Could every entry be set down once more, exactly as given?

= = = = = = =

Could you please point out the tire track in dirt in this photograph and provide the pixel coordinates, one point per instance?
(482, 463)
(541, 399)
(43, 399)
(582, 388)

= = = = = = =

Written solution:
Could you please point out the tire track in dirt in this photograph and provide the pixel coordinates, one point per instance?
(482, 463)
(541, 399)
(43, 399)
(582, 388)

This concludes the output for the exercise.